§ **Document**:
..............................
Pros And Cons Of Company Title
- Potential Benefits: Constitutions can be tailored to building preferences (for example, owner-occupier character, renovation standards, quiet enjoyment). Smaller communities may benefit from bespoke rules and close oversight.
- Potential Drawbacks: Board approval requirements can slow down sales or leasing; borrowing can be harder; and governance depends heavily on the quality of the constitution and the board’s competence.
In short, strata is more standardised and familiar to banks and buyers, while company title is more bespoke and relies on corporate governance working well in practice.
Buying Or Selling A Company Title Property: Due Diligence Essentials
The process looks different from a standard strata purchase. You’re not just buying a “unit” - you’re buying into a business structure that owns the building. Strong due diligence will save headaches later.
Key Documents To Review Before You Buy
- Constitution and House Rules: Understand rights to occupy, transfer restrictions, renovation approvals, pet policies, parking rules, levies and meeting procedures. The Company Constitution is the backbone of your rights.
- Share Schedule and Certificates: Confirm the shares linked to the unit you want, any encumbrances, and whether certificates are in order.
- Occupancy Agreement: Check any licence/lease to occupy the unit. Look at term, obligations, and how it interacts with the constitution.
- Financials: Review budgets, levies, arrears, insurance policies, maintenance plans and sinking fund status.
..............................
Region annotation entries:

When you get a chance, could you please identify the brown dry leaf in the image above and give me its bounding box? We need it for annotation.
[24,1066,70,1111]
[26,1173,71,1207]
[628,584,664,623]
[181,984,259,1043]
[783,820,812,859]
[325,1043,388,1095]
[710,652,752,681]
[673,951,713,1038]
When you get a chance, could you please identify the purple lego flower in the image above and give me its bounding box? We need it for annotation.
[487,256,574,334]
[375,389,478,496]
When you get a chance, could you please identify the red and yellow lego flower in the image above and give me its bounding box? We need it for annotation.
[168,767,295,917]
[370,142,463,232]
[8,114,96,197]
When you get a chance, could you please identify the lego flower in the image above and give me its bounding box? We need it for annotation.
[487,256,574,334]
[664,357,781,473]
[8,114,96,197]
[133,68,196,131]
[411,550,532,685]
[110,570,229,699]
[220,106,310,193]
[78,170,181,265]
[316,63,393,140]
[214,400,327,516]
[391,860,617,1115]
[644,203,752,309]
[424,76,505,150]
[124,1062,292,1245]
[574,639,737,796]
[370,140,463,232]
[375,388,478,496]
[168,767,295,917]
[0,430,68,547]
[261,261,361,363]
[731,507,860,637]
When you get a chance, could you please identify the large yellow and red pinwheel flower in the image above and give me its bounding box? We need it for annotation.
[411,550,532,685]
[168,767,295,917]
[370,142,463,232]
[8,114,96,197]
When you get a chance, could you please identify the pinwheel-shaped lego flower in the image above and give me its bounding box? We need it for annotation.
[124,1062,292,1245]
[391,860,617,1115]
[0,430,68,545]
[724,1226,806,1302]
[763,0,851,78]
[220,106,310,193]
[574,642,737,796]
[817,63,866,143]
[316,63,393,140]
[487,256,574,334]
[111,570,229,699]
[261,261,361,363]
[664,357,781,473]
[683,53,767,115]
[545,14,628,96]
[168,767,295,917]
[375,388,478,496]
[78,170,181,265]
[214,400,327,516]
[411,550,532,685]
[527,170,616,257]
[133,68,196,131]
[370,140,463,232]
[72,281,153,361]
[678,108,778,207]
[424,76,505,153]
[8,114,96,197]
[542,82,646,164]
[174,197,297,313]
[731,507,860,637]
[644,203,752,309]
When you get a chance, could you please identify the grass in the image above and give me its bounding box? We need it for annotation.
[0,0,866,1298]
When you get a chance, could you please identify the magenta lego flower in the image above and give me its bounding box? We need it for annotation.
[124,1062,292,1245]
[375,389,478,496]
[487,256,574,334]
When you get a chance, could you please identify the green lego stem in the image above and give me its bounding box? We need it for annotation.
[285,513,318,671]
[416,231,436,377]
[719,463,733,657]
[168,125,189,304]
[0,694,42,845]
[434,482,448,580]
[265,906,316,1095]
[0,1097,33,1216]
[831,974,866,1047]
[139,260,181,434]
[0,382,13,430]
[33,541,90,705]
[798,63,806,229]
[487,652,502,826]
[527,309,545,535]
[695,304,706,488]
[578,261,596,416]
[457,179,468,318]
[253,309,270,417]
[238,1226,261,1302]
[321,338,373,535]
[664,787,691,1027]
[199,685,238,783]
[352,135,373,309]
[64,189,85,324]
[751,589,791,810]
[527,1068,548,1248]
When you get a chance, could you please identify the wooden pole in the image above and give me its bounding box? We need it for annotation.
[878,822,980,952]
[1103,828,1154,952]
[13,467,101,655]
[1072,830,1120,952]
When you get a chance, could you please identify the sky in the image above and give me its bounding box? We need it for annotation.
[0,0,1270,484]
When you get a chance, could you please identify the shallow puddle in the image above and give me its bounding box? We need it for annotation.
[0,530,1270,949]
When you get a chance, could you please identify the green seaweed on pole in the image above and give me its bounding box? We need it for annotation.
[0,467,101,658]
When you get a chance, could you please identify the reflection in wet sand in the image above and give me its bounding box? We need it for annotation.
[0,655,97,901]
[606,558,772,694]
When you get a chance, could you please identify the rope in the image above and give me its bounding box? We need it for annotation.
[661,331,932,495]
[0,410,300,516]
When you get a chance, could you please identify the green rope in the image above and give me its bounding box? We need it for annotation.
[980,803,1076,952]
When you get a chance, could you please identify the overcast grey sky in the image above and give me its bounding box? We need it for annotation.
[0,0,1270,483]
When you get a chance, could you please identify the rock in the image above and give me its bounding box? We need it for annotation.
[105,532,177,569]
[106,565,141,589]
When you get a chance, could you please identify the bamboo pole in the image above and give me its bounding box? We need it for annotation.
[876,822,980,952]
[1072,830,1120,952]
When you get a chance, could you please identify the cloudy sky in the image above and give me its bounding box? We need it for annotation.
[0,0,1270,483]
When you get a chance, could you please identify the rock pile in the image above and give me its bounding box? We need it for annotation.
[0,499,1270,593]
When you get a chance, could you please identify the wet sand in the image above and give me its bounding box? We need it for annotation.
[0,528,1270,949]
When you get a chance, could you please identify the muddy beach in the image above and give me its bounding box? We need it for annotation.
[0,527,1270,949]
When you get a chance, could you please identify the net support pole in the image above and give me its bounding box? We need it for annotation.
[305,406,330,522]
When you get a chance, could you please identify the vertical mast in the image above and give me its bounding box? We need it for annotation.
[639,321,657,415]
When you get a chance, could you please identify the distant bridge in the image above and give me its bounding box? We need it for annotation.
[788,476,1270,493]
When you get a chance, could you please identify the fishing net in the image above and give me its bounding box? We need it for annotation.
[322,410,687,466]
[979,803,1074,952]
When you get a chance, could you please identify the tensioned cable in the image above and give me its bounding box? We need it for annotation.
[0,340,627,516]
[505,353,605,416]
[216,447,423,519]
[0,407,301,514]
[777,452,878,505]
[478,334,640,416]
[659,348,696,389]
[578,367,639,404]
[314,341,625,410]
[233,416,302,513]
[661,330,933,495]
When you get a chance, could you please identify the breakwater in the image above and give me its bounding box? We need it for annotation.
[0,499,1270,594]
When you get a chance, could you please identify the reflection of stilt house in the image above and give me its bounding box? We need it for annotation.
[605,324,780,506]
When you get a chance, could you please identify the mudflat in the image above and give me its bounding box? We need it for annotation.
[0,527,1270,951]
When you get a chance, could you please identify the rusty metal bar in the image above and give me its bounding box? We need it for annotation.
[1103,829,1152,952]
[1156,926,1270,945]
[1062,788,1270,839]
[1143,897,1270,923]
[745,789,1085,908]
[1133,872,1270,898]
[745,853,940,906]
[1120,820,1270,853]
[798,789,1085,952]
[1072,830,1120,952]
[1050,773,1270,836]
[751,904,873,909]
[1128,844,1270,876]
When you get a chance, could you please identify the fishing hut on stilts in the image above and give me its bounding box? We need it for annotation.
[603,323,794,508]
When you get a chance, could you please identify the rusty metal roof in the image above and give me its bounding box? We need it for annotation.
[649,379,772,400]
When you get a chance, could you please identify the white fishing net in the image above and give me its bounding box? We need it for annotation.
..............................
§ **What the task requires**:
Please carry on the company title property guide, picking up right after its last line.

§ **Solved exercise**:
- Board Minutes and Resolutions: Scan for recurring issues (water ingress, structural works, disputes) and understand upcoming capital works.
- Approvals And Consents: Identify board approval pathways for your purchase, future leasing, or renovations. Understand timing and criteria.
Share Transfers And Settlement Mechanics
Practically, your conveyancer will focus on a valid share transfer, proper execution and company register updates, rather than a standard land transfer for a lot. It helps to understand the steps to follow in How to Transfer Shares and any ASIC forms or company register changes that can arise in an ASIC transfer of shares context.
Be aware of pre-emptive rights, share valuation mechanisms, and consent requirements built into the constitution. These can influence timing and whether a sale can proceed.
Lending, Insurance And Tax
- Lending: Confirm early whether your lender supports company title security and any extra conditions (for example, minimum deposit or different LVR).
- Insurance: Ensure the building policy is current and adequate. Clarify who insures contents and improvements inside your unit.
- Duty and Tax: Share transfers in landholding companies can attract duty in some states based on thresholds and percentages. Get advice on local requirements and your income tax position.
Selling A Company Title Interest
Vendors should prepare well in advance: have current financials, minutes and certificates ready, and understand approval steps so you can set realistic timeframes. You’ll also want to brief agents on the structure, restrictions and benefits so buyers receive clear information.
Governance, Disputes And Compliance: Key Legal Points
Because company title sits in corporate law, getting governance right is critical for building harmony and asset value. Good processes also reduce the risk of disputes.
Directors’ Duties And Meeting Procedures
Directors must act in the best interests of the company, exercise care and diligence, and avoid improper use of position or information. Decisions should be properly documented with board or members’ resolutions. If you’re documenting decisions between meetings or formalising approvals, a practical tool is a Directors’ Resolution recorded consistently with your constitution and the Corporations Act. Many boards rely on a clear, standard format similar to a Directors’ Resolution Template to keep records tidy.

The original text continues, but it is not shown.